SHORT EXERCISE A. Could you offset the x and y coordinates in the answers of the records by adding 10 to each one, and give those lines again with their requests included, from the line with "If you could pick out the living" up to and including the last line of the records?
════════
Thanks to demand from Millennials and Generation Z, the investment landscape is starting to take a new shape. To make better informed choices and help recruit more capital into investments that will make a difference, we must unpack the differences between the two. In many instances, these terms are grouped together, and by calling out the differences, we create the room to help investors make better decisions on how to contribute to the world’s biggest problems.

The ABCs of ESG and Impact Investing

ESG investing is the systematic incorporation of environmental, social and governance (ESG) factors where material to performance. As a more holistic analysis than traditional investing, ESG integration is often pursued as a means of improving investment performance. The specific ESG factors included may be selected according to materiality to financial performance of the portfolio and/or relevance to the asset owners.

ESG is used commonly in public markets strategies and can involve screening out investments that do not meet ESG criteria. ESG criteria allow for more stakeholder advocacy because they force companies to track and report how they are doing with regards to a range of topics, including issues such as pollution and worker safety.

On the other hand, impact investing at present is commonly applied in private markets strategies that intentionally seek investments that contribute measurable solutions to global challenges like the United Nations Sustainable Development Goals (SDGs).

Enough room for everyone

There is room for both ESG and impact investment strategies in the market, and investors may want to allocate funds to each in different proportions. Both can deliver superior financial performance and make the world a better place, but they work in different ways, and there are some overlaps between the two strategies (see Figure 1).

For example, most Impact Investors will screen for, and manage, ESG risk as part of their investment practices. Indeed, the Operating Principles for Impact Management — adopted by over 100 investors globally — requires this. And ESG investing can generate meaningful positive impact when corporate leaders change their behavior because of those pressures, or when those pressures create a big enough influence on capital markets to lower the cost of capital for firms generating positive impacts.

Figure 1: Comparison of actions taken at each stage of typical investment process by ESG and impact investing strategies

Despite these commonalities and the fact that many advisors lump ESG and impact strategies into a broader bucket of ‘sustainable’ investments, there are three requirements of investors to ensure their investments are impact investments and not ESG: 1) selection of assets with intent for impact, 2) a contribution to the impact of the investee firm, and 3) objective measurement of that impact.

Avoiding ‘impact washing’

These practices, enshrined in the Operating Principles for Impact Management, are what ensure that investments make a real, positive impact, and help the market avoid ‘impact washing,’ in which investors claim they have had an impact by claiming credit for outcomes that would have happened anyway.
════════
SHORT EXERCISE B. Can you reproduce the piece on ESG and impact investing word for word, from "Despite these commonalities" up to and including "have happened anyway."?
════════
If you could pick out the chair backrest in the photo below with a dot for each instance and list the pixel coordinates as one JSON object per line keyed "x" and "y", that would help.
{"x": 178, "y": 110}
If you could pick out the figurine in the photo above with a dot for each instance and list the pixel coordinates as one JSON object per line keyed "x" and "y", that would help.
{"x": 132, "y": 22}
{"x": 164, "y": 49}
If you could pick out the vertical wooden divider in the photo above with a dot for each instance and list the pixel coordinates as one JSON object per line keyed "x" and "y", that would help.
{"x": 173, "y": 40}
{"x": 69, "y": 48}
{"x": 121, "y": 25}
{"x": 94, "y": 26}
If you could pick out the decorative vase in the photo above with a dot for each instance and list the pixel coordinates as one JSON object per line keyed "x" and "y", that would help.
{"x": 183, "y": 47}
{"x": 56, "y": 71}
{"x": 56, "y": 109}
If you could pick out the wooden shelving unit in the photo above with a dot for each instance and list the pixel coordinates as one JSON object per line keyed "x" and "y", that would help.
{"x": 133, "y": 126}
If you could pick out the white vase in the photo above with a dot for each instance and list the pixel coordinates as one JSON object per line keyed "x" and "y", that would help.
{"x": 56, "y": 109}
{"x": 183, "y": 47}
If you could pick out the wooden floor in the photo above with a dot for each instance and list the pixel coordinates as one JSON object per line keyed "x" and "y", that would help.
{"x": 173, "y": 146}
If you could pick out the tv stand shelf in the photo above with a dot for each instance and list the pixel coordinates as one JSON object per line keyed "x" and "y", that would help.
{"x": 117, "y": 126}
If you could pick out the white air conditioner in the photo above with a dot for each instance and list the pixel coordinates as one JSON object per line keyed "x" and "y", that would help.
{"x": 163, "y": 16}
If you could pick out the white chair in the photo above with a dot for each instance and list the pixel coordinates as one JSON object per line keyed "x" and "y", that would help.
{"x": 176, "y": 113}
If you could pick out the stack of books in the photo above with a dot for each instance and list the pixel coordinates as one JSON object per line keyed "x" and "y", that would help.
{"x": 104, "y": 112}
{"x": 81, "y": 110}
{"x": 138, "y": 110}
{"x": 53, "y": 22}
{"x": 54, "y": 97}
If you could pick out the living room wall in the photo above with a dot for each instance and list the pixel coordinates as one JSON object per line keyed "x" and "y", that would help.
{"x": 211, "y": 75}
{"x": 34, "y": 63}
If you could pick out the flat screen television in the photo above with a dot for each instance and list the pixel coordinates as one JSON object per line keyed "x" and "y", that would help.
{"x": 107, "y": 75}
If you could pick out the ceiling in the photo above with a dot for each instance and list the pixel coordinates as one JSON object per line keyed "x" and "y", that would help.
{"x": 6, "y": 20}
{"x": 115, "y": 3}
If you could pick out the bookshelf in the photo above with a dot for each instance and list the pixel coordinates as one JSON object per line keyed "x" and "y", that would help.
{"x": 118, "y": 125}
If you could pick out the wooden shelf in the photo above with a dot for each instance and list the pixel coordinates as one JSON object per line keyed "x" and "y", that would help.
════════
TASK ANSWER A.
If you could pick out the living room wall in the photo above with a dot for each instance and list the pixel coordinates as one JSON object per line keyed "x" and "y", that would help.
{"x": 221, "y": 85}
{"x": 44, "y": 73}
If you could pick out the flat screen television in the photo above with a dot for each instance and list the pixel coordinates as one JSON object per line keyed "x" and "y", that would help.
{"x": 117, "y": 85}
If you could pick out the ceiling in the photo above with a dot for each instance and list the pixel coordinates as one JSON object per line keyed "x" and "y", that would help.
{"x": 16, "y": 30}
{"x": 125, "y": 13}
If you could pick out the bookshelf in the photo above with a dot for each instance and list the pixel coordinates as one JSON object per line keyed "x" and "y", that would help.
{"x": 128, "y": 135}
If you could pick out the wooden shelf in the photo above with a dot for each instance and list the pixel coordinates as one JSON object per line keyed "x" and "y", that would help.

TASK ANSWER B.
Despite these commonalities and the fact that many advisors lump ESG and impact strategies into a broader bucket of ‘sustainable’ investments, there are three requirements of investors to ensure their investments are impact investments and not ESG: 1) selection of assets with intent for impact, 2) a contribution to the impact of the investee firm, and 3) objective measurement of that impact.

Avoiding ‘impact washing’

These practices, enshrined in the Operating Principles for Impact Management, are what ensure that investments make a real, positive impact, and help the market avoid ‘impact washing,’ in which investors claim they have had an impact by claiming credit for outcomes that would have happened anyway.